====== Supplied records
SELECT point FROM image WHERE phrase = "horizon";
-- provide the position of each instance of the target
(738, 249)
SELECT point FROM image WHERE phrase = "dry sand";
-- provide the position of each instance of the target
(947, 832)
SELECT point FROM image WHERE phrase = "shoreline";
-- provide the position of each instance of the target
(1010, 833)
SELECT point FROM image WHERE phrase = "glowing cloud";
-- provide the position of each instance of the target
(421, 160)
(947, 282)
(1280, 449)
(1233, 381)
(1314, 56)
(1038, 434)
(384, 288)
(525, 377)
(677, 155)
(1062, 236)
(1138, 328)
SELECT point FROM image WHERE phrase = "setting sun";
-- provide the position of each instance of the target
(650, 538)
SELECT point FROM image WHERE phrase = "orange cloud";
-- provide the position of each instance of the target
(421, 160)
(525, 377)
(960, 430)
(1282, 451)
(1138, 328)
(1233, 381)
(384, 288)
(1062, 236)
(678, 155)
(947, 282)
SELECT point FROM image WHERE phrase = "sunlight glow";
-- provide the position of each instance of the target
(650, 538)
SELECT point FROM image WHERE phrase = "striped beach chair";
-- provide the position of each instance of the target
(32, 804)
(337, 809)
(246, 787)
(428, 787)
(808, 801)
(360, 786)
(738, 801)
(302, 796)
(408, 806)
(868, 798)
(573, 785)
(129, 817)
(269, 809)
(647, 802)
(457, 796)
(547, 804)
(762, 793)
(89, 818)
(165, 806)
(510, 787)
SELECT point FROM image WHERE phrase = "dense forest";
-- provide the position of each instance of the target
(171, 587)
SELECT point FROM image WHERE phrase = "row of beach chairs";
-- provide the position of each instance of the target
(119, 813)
============
Task details: Using the data above, reproduce every line exactly.

Output below:
SELECT point FROM image WHERE phrase = "horizon";
-- provide the position of each instance of the target
(738, 249)
SELECT point FROM image WHERE phrase = "dry sand";
-- provide the position of each instance of the target
(947, 832)
SELECT point FROM image WHERE phrase = "shoreline";
-- provide the position of each instance of the target
(1010, 833)
SELECT point FROM image WHERE phrase = "glowing cloud";
-- provide the position of each instance of the target
(421, 160)
(947, 282)
(1280, 449)
(1233, 381)
(1314, 56)
(1038, 434)
(384, 288)
(525, 377)
(677, 155)
(1062, 236)
(1138, 328)
SELECT point FROM image WHERE phrase = "setting sun";
-- provide the position of each instance of the target
(650, 538)
SELECT point FROM image WHERE phrase = "orange cloud";
-- provide the position of each instance of the target
(421, 160)
(525, 377)
(960, 430)
(1282, 451)
(1138, 328)
(1233, 381)
(384, 288)
(1062, 236)
(678, 155)
(947, 282)
SELECT point FROM image WHERE phrase = "sunlight glow";
-- provide the position of each instance of the target
(650, 538)
SELECT point FROM image WHERE phrase = "striped beach chair";
-- provide the position of each instance of the target
(32, 804)
(337, 809)
(246, 787)
(428, 787)
(808, 801)
(360, 786)
(738, 801)
(302, 796)
(408, 806)
(868, 798)
(573, 785)
(129, 817)
(269, 809)
(647, 802)
(457, 796)
(547, 804)
(762, 793)
(89, 818)
(165, 806)
(510, 787)
SELECT point FROM image WHERE phrase = "dense forest";
-- provide the position of each instance of the target
(171, 587)
SELECT point FROM image WHERE phrase = "row of beach chairs";
-- provide the position of each instance of the target
(119, 813)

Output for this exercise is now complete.